(Given exercise) Please convert the items below, from the line that holds "the boy's face" through the end of the items, inclusive, into a JSON list of strings, one string per line, leaving out blank lines.

Start

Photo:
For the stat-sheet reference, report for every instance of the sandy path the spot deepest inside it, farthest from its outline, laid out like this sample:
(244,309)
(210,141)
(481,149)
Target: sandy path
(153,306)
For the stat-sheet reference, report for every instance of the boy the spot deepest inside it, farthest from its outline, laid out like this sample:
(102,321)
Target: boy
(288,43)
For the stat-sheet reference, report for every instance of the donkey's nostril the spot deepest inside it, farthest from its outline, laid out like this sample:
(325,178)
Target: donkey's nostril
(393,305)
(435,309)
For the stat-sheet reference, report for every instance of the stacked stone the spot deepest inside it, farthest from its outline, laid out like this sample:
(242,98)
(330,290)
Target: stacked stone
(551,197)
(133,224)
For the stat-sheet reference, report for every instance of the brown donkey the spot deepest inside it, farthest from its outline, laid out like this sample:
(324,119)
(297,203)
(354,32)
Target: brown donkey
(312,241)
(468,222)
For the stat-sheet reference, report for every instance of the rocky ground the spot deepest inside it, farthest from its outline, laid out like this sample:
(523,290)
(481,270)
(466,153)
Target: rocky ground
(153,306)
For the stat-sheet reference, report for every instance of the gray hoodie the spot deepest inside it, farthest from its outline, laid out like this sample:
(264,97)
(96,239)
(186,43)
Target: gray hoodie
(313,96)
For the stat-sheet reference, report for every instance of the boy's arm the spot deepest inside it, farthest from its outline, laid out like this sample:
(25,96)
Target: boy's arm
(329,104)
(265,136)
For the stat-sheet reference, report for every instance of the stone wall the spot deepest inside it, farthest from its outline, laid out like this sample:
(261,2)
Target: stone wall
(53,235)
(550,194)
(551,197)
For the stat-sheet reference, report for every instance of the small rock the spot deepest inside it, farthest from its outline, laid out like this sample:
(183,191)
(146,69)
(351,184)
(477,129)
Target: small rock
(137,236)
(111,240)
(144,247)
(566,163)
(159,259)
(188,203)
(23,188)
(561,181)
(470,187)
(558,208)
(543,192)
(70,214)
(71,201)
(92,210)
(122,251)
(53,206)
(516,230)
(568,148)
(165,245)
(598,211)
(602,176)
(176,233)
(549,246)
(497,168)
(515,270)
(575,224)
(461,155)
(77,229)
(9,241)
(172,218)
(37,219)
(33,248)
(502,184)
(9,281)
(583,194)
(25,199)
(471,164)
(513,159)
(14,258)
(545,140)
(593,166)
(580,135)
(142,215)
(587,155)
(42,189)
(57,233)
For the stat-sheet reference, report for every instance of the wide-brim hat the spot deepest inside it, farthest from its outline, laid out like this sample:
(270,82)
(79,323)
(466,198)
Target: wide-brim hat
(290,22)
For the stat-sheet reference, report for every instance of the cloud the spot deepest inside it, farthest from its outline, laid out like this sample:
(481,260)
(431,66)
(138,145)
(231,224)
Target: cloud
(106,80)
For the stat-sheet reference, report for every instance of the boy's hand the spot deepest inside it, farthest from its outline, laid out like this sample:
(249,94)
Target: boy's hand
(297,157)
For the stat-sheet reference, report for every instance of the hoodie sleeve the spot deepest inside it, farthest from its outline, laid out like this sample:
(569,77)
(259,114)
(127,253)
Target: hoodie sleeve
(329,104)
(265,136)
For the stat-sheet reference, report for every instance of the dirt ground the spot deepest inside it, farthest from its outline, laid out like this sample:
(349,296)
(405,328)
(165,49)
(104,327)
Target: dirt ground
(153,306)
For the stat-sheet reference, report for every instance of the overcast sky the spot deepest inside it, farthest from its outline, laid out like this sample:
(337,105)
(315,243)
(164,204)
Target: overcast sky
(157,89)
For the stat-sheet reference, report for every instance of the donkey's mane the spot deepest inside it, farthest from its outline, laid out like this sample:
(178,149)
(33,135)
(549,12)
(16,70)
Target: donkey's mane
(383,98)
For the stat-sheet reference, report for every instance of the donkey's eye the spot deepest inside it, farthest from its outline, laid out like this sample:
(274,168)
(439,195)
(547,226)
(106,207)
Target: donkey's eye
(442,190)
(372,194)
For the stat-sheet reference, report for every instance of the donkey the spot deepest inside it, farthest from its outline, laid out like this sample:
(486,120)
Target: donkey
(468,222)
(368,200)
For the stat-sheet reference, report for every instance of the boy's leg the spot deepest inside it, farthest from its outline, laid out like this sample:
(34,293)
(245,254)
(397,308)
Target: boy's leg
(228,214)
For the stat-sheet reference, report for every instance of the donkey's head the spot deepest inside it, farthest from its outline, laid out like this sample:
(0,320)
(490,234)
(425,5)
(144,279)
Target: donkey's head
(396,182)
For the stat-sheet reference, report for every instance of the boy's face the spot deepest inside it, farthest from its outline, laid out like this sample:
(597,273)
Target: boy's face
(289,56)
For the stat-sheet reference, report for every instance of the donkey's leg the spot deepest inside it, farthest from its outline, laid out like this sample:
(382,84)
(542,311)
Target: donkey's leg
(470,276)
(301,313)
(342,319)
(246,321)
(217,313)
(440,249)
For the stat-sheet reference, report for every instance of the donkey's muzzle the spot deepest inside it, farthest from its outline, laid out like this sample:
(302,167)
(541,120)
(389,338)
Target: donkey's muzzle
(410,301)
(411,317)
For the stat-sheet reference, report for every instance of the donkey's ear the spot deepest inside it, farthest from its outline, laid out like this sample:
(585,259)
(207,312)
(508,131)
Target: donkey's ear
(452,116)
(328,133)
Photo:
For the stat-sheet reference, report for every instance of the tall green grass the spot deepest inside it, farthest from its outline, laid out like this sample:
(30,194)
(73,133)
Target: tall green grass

End

(Solved exercise)
[
  "For the stat-sheet reference, report for every instance of the boy's face the spot deepest inside it, farthest from its outline, laid out like this sample:",
  "(597,273)",
  "Target: boy's face",
  "(289,56)",
  "For the stat-sheet reference, report for every instance of the donkey's leg the spot deepest inside it, farthest from its outline, laid out like this sample:",
  "(382,84)",
  "(542,311)",
  "Target: donkey's leg",
  "(470,276)",
  "(301,313)",
  "(342,319)",
  "(246,321)",
  "(217,313)",
  "(440,249)",
  "For the stat-sheet reference, report for every instance of the donkey's muzzle the spot deepest inside it, farthest from its outline, laid out like this sample:",
  "(302,167)",
  "(541,120)",
  "(389,338)",
  "Target: donkey's muzzle",
  "(410,301)",
  "(411,317)",
  "For the stat-sheet reference, report for every instance of the donkey's ear the spot deepest inside it, farthest from its outline, laid out like this sample:",
  "(585,259)",
  "(207,312)",
  "(508,131)",
  "Target: donkey's ear",
  "(452,116)",
  "(328,133)",
  "Photo:",
  "For the stat-sheet reference, report for every instance of the tall green grass the spot deepest inside it, farthest from its outline, laid out like this sample:",
  "(30,194)",
  "(73,133)",
  "Target: tall green grass"
]